** WHAT YOU NEED TO DO **
Starting at the line that contains "query: black cap" and ending with the line that contains "392 70 L 380", render those record lines as a Markdown table with the columns Row and Record line. Include both end lines, skip blank lines, and give each remaining line its own numbered row.

* * * *

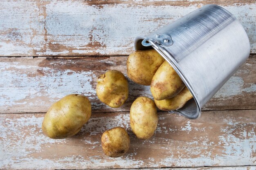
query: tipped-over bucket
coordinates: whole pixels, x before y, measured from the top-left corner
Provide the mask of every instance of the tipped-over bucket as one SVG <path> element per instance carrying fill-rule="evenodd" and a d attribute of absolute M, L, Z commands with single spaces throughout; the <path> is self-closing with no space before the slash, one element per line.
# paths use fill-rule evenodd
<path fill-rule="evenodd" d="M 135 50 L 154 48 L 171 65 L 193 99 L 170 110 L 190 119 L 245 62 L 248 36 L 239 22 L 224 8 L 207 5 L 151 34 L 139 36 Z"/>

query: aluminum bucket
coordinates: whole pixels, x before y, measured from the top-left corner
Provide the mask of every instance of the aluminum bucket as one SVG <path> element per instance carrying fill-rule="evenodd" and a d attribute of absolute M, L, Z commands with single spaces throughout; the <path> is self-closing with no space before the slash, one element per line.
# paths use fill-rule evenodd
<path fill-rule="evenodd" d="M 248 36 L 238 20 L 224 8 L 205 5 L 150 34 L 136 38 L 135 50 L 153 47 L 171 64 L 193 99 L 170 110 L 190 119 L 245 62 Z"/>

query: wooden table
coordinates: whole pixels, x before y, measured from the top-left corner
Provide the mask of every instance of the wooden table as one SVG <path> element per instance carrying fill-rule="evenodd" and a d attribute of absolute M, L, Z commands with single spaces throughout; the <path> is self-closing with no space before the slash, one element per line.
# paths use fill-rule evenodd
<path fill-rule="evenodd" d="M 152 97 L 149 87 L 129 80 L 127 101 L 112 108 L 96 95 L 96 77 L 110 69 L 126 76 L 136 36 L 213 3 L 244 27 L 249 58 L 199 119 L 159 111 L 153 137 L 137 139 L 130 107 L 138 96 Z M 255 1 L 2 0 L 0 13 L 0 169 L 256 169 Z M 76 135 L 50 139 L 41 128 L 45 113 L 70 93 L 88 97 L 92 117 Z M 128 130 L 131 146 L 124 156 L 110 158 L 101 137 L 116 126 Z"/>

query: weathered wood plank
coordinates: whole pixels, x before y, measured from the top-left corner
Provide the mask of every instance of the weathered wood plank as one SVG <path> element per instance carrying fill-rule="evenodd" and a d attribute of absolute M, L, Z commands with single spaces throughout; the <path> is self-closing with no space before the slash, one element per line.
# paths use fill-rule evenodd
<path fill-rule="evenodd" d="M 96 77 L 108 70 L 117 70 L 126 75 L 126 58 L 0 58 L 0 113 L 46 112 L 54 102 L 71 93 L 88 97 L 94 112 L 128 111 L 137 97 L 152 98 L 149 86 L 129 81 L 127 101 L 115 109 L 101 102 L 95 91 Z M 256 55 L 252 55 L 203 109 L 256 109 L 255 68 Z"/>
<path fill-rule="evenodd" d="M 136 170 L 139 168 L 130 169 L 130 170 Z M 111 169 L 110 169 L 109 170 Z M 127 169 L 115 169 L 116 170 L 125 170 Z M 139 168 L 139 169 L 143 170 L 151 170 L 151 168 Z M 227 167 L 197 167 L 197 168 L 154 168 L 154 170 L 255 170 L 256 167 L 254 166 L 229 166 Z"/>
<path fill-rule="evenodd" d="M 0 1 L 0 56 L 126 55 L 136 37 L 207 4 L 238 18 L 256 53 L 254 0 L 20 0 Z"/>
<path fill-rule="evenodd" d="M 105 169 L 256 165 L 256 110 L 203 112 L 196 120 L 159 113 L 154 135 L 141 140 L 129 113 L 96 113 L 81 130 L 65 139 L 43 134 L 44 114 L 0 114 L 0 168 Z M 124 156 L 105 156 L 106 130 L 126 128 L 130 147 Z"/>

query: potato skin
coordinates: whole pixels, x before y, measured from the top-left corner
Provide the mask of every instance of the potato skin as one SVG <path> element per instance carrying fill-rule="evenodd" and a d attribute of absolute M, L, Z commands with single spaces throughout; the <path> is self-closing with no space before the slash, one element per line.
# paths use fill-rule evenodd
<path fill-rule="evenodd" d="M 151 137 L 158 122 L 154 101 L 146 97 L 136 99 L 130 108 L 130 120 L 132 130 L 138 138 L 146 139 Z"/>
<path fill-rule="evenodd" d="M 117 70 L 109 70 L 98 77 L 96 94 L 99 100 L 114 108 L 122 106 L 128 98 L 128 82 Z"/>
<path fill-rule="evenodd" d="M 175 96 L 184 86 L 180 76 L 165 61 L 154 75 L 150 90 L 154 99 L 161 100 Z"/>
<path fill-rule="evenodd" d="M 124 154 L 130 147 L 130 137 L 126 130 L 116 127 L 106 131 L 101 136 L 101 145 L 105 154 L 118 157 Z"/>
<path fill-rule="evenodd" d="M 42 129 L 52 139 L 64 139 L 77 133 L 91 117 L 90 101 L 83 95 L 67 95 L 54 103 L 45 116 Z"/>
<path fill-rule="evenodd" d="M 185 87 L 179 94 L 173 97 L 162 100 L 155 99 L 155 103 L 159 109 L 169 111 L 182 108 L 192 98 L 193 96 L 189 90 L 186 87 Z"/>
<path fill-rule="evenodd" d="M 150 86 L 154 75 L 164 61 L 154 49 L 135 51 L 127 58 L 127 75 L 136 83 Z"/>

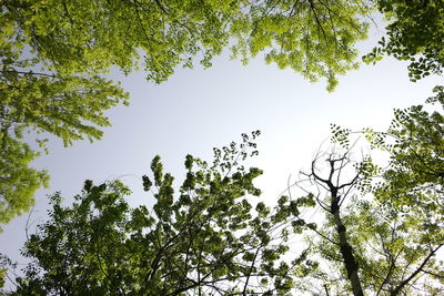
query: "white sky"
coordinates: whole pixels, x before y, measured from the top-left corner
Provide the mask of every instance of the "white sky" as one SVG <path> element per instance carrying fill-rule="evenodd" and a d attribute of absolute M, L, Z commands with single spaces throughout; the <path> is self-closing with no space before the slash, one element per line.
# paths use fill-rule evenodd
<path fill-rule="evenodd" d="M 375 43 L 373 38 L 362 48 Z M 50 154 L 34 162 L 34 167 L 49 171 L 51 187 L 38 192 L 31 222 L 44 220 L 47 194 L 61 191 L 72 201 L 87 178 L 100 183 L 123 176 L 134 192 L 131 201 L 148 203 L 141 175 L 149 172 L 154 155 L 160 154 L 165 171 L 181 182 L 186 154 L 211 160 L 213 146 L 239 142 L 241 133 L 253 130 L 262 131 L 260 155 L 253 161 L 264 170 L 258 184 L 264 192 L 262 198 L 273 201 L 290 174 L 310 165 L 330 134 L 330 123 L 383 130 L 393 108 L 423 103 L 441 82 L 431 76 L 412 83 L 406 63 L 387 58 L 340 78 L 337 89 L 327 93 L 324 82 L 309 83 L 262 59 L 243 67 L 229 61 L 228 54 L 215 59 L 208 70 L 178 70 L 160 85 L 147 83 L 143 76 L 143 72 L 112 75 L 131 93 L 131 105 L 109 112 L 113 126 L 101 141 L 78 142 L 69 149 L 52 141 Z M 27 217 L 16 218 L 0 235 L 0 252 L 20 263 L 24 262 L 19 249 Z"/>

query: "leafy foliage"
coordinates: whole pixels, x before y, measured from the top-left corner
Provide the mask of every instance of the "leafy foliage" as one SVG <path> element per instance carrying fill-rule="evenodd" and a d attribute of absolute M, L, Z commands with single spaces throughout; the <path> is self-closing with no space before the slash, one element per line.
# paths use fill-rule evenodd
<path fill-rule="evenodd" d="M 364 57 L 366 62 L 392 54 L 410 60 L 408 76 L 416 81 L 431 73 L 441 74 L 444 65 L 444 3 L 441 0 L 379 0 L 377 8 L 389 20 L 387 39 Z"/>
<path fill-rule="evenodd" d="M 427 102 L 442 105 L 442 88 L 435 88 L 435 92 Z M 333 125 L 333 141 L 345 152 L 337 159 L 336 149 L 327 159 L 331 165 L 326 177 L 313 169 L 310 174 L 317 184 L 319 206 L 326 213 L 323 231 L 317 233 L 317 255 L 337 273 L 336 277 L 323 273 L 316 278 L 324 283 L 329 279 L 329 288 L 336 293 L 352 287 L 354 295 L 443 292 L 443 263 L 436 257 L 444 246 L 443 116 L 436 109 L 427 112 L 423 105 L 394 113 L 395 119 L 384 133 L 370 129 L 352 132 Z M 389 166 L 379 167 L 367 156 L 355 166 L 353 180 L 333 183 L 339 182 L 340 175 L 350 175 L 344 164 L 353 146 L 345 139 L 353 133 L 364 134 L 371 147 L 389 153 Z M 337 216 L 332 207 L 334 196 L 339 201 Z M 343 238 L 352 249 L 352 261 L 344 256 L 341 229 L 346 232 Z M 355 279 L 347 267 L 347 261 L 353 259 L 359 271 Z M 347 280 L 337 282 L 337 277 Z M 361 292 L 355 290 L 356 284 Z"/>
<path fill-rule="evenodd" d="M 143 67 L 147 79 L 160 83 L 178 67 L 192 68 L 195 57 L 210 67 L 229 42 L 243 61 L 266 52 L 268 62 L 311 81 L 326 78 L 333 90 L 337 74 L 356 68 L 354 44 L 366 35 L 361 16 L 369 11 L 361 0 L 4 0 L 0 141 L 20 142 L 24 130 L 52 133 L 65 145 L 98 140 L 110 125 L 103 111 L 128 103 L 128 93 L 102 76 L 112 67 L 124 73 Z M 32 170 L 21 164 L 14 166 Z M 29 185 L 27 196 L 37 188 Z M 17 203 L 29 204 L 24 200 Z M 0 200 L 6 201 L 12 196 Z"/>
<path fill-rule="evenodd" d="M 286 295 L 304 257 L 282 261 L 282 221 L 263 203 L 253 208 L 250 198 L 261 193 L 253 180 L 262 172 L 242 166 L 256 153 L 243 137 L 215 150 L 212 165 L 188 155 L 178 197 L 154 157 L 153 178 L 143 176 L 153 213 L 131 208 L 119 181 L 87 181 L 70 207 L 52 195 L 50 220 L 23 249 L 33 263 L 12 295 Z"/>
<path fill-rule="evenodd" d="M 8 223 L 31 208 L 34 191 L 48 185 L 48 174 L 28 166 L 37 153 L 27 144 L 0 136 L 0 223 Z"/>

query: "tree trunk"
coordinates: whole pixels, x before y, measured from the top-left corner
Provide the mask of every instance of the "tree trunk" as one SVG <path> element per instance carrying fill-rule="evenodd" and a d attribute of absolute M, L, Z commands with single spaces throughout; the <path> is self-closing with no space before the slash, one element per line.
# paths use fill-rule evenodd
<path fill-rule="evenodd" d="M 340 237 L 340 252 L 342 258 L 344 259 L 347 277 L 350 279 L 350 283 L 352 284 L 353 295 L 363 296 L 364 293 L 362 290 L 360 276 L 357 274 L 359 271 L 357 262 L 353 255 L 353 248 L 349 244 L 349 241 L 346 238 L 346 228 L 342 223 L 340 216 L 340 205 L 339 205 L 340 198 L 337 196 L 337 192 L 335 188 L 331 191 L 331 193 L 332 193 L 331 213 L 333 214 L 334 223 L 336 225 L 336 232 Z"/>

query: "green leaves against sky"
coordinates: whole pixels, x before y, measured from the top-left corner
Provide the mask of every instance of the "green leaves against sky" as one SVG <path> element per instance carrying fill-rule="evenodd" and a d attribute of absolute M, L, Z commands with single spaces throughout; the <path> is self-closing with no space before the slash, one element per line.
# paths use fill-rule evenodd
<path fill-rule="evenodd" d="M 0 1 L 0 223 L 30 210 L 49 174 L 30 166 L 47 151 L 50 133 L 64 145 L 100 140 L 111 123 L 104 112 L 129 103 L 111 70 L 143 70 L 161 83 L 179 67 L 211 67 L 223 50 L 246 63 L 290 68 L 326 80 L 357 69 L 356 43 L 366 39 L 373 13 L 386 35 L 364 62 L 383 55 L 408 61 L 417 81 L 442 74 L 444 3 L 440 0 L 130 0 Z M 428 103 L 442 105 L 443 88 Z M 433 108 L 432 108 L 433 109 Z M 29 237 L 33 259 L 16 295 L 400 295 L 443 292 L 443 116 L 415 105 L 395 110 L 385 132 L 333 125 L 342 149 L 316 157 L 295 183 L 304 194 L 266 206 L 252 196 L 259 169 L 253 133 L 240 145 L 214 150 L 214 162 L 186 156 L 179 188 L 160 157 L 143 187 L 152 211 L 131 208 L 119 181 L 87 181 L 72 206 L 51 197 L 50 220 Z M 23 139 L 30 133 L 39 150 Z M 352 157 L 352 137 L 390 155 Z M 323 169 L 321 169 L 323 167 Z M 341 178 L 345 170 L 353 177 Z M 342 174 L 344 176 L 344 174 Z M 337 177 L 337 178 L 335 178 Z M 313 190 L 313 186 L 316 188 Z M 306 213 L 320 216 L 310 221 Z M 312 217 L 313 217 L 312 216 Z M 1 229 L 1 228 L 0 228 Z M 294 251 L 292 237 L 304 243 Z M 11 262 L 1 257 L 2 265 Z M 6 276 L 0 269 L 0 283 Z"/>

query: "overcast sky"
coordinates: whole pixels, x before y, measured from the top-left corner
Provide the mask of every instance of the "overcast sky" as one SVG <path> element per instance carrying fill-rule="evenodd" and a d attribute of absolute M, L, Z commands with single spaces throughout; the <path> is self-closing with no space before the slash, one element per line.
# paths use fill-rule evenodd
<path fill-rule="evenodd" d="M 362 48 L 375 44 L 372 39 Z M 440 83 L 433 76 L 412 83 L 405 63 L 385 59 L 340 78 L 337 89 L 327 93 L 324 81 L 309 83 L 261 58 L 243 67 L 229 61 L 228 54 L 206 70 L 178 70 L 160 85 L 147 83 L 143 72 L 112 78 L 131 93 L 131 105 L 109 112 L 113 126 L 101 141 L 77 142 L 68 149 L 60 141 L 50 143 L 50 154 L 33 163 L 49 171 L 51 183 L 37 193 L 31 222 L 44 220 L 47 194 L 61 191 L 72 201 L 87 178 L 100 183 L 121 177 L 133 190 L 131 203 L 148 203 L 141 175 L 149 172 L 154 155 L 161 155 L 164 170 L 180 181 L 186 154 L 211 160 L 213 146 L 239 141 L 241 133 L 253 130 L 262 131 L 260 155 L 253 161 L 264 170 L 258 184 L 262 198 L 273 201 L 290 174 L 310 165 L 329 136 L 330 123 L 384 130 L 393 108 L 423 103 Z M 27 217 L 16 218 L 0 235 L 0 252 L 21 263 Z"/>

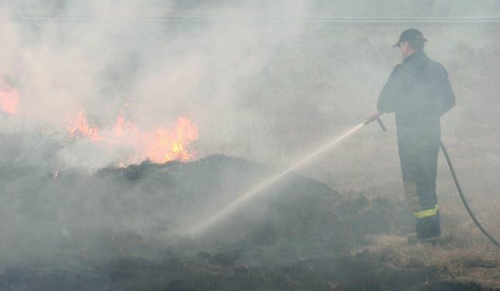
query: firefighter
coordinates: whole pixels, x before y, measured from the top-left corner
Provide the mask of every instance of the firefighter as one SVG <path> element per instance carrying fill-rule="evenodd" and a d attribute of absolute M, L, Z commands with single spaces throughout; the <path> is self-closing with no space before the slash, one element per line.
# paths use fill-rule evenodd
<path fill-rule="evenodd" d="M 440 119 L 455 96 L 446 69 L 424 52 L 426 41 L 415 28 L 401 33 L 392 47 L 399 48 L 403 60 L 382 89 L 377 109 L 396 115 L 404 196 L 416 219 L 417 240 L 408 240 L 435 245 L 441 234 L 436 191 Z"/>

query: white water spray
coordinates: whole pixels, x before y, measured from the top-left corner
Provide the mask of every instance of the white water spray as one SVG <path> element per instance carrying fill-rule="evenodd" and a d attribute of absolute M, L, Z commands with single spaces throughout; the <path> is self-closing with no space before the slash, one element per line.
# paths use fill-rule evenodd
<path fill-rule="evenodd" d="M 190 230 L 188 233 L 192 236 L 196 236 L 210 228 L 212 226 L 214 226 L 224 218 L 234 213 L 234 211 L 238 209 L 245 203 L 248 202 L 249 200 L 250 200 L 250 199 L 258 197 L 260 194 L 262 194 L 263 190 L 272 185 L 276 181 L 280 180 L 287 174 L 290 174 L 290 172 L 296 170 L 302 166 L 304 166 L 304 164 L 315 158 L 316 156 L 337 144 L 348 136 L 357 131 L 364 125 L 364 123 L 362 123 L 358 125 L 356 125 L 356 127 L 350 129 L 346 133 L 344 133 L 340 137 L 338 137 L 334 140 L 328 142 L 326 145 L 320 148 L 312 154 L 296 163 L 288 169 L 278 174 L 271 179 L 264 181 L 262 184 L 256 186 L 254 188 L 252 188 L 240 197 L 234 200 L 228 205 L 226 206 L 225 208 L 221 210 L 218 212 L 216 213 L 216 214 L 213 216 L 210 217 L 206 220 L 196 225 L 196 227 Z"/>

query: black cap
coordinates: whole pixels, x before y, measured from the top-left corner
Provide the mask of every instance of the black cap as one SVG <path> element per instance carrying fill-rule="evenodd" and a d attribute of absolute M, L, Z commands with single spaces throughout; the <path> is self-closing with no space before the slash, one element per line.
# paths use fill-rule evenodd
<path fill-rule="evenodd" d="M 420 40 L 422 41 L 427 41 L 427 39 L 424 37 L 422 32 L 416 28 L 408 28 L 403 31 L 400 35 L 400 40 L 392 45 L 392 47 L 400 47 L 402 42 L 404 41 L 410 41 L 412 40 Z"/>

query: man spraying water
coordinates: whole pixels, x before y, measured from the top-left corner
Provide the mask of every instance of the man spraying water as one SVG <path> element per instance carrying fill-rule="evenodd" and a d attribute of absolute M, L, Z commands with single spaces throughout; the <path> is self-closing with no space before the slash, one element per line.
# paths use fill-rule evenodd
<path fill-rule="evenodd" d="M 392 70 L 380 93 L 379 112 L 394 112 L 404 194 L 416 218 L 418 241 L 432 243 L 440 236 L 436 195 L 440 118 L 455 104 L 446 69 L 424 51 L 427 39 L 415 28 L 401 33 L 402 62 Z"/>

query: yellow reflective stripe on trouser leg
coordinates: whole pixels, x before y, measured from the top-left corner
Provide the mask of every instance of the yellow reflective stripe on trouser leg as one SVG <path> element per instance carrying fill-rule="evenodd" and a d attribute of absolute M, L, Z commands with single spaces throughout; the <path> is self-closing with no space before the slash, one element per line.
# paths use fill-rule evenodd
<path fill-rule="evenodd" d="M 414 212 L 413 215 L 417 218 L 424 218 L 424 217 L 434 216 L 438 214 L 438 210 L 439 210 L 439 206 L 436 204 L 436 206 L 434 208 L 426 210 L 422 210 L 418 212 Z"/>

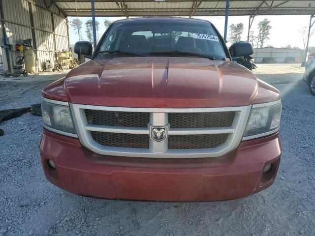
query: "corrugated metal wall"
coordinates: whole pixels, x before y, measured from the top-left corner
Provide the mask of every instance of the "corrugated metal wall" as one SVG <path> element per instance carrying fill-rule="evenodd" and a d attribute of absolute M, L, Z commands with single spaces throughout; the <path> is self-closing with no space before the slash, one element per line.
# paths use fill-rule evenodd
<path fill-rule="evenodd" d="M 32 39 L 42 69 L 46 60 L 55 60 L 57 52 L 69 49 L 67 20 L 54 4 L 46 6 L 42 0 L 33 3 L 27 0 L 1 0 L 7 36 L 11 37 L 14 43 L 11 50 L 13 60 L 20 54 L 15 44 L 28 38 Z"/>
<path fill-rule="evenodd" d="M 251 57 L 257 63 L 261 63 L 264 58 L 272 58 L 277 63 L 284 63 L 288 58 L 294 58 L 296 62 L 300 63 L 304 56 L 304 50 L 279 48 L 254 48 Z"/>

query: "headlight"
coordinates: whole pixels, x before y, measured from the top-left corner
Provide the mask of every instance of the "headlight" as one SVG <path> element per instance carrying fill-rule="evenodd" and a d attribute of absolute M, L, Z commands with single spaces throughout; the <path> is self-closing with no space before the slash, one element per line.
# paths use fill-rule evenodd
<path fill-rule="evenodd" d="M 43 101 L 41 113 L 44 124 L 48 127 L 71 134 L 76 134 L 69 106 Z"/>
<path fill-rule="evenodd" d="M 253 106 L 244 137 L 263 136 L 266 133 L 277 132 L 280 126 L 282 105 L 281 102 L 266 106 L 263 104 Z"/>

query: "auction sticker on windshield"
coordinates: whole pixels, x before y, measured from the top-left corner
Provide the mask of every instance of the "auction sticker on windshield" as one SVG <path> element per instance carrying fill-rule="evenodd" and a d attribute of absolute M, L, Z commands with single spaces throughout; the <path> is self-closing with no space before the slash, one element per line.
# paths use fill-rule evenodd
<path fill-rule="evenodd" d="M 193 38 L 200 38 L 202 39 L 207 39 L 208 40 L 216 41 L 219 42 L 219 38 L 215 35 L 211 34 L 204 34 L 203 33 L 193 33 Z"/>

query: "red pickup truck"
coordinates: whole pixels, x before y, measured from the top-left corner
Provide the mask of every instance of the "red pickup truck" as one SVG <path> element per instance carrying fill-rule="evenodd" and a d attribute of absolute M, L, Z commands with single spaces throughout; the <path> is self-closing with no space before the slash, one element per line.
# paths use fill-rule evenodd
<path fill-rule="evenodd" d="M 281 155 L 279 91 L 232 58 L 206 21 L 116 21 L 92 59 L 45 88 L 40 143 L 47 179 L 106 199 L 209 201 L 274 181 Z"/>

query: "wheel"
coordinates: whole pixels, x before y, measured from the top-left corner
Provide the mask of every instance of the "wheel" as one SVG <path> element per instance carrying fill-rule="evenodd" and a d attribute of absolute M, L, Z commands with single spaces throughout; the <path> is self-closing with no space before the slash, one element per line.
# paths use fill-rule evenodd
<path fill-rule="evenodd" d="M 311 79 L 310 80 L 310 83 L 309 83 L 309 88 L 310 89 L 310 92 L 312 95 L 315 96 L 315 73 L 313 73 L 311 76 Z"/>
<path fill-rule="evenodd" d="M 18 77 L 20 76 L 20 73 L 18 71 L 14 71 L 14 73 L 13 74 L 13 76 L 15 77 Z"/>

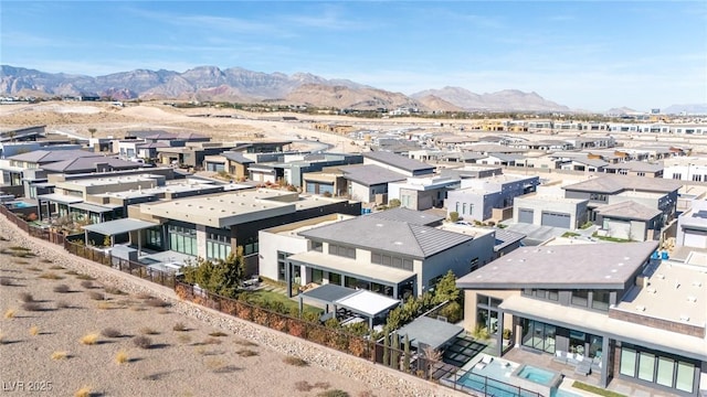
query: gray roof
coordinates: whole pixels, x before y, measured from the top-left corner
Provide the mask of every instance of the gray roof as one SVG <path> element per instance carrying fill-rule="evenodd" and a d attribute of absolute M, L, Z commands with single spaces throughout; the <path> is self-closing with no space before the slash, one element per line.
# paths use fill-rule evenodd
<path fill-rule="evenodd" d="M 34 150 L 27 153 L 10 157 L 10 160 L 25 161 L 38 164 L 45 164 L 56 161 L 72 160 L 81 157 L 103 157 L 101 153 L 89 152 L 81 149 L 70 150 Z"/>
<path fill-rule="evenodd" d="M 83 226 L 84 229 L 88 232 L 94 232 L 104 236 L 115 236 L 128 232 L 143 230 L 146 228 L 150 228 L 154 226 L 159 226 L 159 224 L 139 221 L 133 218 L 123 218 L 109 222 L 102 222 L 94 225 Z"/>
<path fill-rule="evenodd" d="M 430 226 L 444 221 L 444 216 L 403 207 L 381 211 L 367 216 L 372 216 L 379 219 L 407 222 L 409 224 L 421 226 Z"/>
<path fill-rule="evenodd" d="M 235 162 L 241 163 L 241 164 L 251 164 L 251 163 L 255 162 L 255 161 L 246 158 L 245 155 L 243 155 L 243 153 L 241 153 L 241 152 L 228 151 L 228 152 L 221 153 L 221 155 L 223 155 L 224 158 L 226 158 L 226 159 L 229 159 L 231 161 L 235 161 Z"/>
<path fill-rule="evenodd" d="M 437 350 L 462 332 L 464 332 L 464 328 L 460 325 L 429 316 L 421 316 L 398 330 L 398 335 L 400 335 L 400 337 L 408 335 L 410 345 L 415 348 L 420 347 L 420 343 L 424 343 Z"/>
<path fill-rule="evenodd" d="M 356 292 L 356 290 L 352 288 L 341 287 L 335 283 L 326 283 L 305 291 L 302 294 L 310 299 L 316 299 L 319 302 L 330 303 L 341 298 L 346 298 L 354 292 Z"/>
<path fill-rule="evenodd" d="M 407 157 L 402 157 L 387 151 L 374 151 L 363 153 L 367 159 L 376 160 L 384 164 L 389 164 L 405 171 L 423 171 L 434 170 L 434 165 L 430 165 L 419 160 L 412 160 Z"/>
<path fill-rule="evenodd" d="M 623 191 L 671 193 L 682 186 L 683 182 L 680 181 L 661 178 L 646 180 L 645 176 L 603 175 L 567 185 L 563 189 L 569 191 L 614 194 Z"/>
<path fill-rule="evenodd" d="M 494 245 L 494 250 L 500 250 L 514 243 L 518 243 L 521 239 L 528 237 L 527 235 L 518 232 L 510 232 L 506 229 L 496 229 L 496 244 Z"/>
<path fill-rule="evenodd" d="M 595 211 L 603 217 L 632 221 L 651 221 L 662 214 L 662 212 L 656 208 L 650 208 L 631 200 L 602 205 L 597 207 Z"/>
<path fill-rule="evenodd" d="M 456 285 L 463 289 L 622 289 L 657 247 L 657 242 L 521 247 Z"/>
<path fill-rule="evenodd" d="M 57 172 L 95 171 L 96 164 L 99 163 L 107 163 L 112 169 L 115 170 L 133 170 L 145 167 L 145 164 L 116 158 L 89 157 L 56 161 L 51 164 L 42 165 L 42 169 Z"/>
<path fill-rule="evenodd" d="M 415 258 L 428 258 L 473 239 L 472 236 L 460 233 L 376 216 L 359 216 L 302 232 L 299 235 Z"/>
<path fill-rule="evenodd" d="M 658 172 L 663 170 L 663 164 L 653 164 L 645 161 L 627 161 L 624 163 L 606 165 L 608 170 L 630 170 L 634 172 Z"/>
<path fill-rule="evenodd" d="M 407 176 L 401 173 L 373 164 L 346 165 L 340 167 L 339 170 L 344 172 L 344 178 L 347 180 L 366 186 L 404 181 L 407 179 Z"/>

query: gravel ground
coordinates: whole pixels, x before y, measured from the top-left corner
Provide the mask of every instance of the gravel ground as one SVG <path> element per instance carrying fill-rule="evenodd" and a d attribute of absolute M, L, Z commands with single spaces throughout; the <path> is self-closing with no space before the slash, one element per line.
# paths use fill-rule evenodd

* * * *

** THE REPLY **
| Row | Record line |
|---|---|
| 1 | query: black cap |
| 2 | coordinates: whole pixels, x before y, measured from the top-left corner |
| 3 | Provide the mask of every instance of the black cap as one SVG <path> element per instance carrying fill-rule="evenodd" and a d attribute of absolute M, L, Z commands with single spaces throughout; the <path> is self-closing with no space before the slash, one element per line. |
| 4 | # paths use fill-rule evenodd |
| 5 | <path fill-rule="evenodd" d="M 420 40 L 422 41 L 427 41 L 427 39 L 424 37 L 422 32 L 416 28 L 408 28 L 403 31 L 400 35 L 400 40 L 392 45 L 392 47 L 400 47 L 402 42 L 404 41 L 410 41 L 412 40 Z"/> |
| 6 | query: man spraying water |
| 7 | coordinates: whole pixels, x before y, measured from the top-left corner |
| 8 | Provide the mask of every instance of the man spraying water as one SVG <path> element per instance carrying fill-rule="evenodd" and a d attribute of absolute M, L, Z commands with single spaces throughout; the <path> is self-closing with no space before the slash, one element per line. |
| 9 | # paths use fill-rule evenodd |
| 10 | <path fill-rule="evenodd" d="M 392 70 L 380 93 L 379 112 L 394 112 L 404 194 L 416 218 L 418 241 L 432 243 L 440 236 L 436 195 L 440 118 L 455 104 L 446 69 L 424 51 L 427 39 L 415 28 L 401 33 L 402 62 Z"/> |